→ TEKS YANG DIBERIKAN

▼

KlikGenZ – Di tengah maraknya budaya visual dan dominasi media sosial, konsep beauty privilege atau privilese kecantikan semakin mendapat sorotan. Fenomena ini merujuk pada perlakuan khusus yang kerap diterima oleh individu dengan penampilan menarik—baik dalam interaksi sosial, akses layanan, hingga peluang profesional.
Realitas tersebut semakin relevan di Indonesia, di mana standar kecantikan kerap dibentuk oleh pengaruh luar dan diperkuat oleh algoritma media sosial yang cenderung mengedepankan visual estetis. Mereka yang sesuai dengan standar ini sering kali mendapat lebih banyak kemudahan dan pengakuan, sementara yang tidak sesuai justru terpinggirkan.
Dari kesempatan kerja yang lebih luas, pelayanan yang lebih ramah, hingga popularitas di dunia maya beauty privilege menciptakan ketimpangan yang tidak kasat mata namun nyata terasa.
Sebuah survei yang dirilis ZAP Clinic mengungkapkan, 96,2% perempuan di Indonesia menyadari adanya beauty privilege yang memengaruhi peluang atau keberuntungan seseorang. Hanya 3,8% responden yang tidak merasakannya.
“Beauty privilege sangat erat kaitannya dengan konstruksi sosial tentang kecantikan yang membuat banyak perempuan Indonesia mempertanyakan ulang makna ‘cantik’ itu sendiri,” ungkap ZAP dalam laporannya.

▲

→ DAFTAR KEGIATAN
**a.** Salin persis bagian teks tentang privilese kecantikan, mulai dari "KlikGenZ – Di" dan berlanjut sampai "sesuai justru terpinggirkan.".
**b.** Menurut teks tentang privilese kecantikan, mengapa realitas beauty privilege semakin relevan di Indonesia? Jelaskan dalam satu sampai tiga kalimat.
Catatan-catatan berikut berasal dari sumber lain.

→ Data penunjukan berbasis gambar
▼

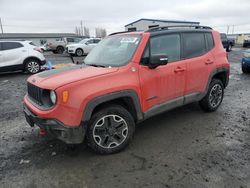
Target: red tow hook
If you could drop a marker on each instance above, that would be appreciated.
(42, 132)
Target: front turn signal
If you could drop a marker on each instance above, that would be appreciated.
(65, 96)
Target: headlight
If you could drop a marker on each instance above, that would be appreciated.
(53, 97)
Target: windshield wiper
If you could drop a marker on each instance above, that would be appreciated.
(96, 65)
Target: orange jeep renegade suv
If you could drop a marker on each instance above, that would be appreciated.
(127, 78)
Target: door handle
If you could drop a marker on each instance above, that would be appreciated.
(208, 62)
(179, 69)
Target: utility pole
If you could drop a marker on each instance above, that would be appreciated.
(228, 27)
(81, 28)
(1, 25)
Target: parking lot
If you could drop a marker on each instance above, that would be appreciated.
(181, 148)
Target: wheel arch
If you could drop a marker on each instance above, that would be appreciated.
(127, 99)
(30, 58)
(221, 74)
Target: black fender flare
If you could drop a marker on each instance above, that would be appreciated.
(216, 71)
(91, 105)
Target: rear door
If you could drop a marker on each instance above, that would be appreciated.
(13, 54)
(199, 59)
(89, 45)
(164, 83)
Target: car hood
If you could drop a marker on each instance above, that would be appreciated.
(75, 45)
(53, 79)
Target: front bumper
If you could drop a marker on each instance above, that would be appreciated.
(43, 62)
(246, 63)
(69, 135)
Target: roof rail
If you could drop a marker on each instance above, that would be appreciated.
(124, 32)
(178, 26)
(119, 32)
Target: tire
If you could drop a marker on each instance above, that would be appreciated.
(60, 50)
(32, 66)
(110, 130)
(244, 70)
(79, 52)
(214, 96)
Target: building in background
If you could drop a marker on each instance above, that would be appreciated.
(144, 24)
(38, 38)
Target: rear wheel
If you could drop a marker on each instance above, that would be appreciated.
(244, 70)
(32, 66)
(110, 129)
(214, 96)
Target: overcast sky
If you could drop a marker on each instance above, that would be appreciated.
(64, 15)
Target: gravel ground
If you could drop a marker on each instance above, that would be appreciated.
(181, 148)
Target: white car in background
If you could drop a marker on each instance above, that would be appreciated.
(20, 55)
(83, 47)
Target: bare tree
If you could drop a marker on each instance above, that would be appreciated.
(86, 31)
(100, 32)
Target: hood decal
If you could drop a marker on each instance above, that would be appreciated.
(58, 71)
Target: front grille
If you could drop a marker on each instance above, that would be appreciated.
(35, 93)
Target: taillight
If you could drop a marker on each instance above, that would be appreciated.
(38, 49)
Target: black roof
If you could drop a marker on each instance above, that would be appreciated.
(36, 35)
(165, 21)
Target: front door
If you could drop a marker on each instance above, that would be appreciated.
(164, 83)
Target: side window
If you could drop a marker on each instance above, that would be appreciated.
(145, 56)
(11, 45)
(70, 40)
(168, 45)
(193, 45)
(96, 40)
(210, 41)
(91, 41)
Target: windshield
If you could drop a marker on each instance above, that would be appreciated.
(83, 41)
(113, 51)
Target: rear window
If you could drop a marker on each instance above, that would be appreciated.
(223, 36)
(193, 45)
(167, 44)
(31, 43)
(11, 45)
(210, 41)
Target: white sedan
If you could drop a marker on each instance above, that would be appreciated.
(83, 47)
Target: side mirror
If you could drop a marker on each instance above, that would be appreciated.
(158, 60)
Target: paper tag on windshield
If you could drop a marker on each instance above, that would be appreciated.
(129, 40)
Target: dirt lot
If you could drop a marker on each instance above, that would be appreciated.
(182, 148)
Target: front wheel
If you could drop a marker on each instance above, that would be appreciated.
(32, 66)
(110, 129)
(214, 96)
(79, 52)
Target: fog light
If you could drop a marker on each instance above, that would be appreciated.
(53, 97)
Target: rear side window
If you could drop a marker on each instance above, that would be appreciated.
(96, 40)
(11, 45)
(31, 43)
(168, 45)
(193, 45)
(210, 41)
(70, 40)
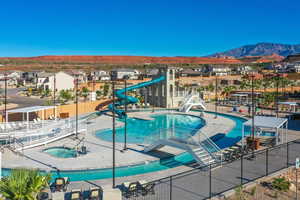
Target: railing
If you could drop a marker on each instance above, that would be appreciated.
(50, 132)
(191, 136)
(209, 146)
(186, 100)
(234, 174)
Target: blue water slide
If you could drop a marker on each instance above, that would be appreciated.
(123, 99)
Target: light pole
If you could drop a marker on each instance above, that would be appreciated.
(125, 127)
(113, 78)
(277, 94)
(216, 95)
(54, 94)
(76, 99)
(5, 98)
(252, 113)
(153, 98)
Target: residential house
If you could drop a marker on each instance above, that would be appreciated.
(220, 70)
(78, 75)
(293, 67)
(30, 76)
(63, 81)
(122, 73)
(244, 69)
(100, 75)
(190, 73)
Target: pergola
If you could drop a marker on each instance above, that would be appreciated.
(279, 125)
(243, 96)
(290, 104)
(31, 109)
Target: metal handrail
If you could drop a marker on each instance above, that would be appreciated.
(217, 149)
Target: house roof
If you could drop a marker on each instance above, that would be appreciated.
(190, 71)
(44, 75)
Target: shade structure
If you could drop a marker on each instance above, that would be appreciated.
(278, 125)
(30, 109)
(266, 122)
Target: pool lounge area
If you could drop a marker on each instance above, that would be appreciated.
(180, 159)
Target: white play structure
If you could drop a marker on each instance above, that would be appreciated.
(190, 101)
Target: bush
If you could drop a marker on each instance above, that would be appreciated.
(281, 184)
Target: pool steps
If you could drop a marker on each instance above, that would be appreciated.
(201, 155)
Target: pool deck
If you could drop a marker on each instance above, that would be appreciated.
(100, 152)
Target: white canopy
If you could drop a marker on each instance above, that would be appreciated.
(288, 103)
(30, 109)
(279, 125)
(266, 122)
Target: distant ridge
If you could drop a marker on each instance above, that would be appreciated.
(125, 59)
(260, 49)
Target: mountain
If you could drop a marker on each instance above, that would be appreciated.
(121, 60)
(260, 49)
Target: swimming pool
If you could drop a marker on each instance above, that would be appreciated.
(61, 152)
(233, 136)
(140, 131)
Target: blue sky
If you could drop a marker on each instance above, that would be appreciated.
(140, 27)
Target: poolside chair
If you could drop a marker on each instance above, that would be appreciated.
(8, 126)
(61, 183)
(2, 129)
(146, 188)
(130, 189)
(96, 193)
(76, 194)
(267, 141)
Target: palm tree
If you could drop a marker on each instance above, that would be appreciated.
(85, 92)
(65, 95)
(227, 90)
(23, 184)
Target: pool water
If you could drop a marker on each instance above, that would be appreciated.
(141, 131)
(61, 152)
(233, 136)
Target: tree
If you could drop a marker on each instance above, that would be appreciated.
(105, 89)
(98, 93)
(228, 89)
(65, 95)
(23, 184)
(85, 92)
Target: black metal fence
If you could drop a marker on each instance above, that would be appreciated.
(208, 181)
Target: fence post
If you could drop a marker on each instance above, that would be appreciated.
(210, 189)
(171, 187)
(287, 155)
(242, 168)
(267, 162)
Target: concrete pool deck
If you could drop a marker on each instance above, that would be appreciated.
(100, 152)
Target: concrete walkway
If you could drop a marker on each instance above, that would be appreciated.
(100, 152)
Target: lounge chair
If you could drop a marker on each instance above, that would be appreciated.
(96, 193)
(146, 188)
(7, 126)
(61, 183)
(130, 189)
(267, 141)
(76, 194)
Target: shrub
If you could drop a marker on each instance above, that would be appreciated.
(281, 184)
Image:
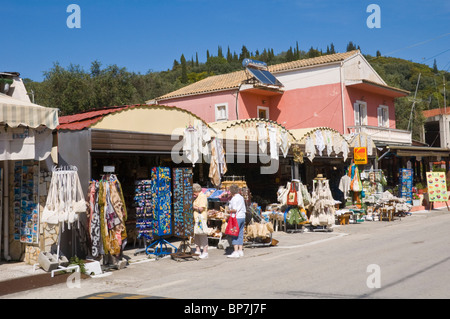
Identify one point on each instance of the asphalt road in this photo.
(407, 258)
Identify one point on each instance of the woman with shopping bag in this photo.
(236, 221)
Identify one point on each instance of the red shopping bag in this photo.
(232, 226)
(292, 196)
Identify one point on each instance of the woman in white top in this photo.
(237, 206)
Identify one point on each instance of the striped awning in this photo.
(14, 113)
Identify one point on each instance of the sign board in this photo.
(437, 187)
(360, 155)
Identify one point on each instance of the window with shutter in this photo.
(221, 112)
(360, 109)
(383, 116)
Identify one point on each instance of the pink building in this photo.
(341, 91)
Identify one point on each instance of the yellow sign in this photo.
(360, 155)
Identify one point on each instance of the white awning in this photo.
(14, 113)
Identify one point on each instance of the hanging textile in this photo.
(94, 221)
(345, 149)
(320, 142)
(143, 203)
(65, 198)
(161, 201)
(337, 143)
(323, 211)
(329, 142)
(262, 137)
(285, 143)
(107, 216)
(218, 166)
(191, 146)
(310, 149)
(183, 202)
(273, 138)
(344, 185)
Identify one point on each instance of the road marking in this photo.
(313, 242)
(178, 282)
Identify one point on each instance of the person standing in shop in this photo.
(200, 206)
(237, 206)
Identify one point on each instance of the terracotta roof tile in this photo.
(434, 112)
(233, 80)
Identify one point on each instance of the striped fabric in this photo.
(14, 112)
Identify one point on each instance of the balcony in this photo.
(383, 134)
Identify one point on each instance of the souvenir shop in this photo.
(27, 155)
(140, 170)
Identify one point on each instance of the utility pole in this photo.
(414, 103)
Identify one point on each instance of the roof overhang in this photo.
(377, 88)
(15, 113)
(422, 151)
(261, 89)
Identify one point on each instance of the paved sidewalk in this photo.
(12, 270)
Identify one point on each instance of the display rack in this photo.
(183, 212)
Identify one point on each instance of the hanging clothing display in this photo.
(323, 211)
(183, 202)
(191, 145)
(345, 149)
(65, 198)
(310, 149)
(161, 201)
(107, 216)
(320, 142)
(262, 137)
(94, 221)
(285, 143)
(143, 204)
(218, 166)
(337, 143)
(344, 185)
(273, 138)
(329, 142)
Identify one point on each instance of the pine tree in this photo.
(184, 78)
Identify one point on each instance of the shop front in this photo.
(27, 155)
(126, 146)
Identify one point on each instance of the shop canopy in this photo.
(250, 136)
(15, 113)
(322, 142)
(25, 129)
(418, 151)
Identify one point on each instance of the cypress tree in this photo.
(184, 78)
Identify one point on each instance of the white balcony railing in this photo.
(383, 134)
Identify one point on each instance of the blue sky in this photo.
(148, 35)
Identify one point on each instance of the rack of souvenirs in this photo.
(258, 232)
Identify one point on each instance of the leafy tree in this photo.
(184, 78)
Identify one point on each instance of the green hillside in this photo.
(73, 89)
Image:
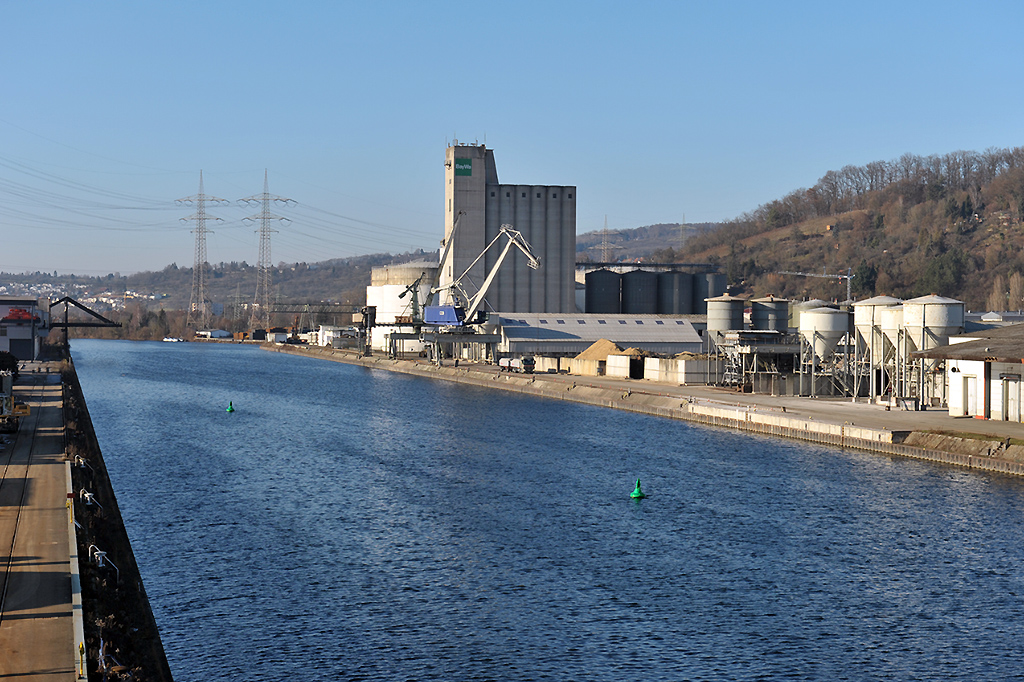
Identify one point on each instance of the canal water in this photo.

▲

→ BAGIAN JAWABAN
**a.**
KlikGenZ – Di tengah maraknya budaya visual dan dominasi media sosial, konsep beauty privilege atau privilese kecantikan semakin mendapat sorotan. Fenomena ini merujuk pada perlakuan khusus yang kerap diterima oleh individu dengan penampilan menarik—baik dalam interaksi sosial, akses layanan, hingga peluang profesional.
Realitas tersebut semakin relevan di Indonesia, di mana standar kecantikan kerap dibentuk oleh pengaruh luar dan diperkuat oleh algoritma media sosial yang cenderung mengedepankan visual estetis. Mereka yang sesuai dengan standar ini sering kali mendapat lebih banyak kemudahan dan pengakuan, sementara yang tidak sesuai justru terpinggirkan.

**b.** Realitas itu semakin relevan karena standar kecantikan di Indonesia kerap dibentuk oleh pengaruh luar. Standar tersebut juga diperkuat oleh algoritma media sosial yang cenderung mengedepankan visual estetis.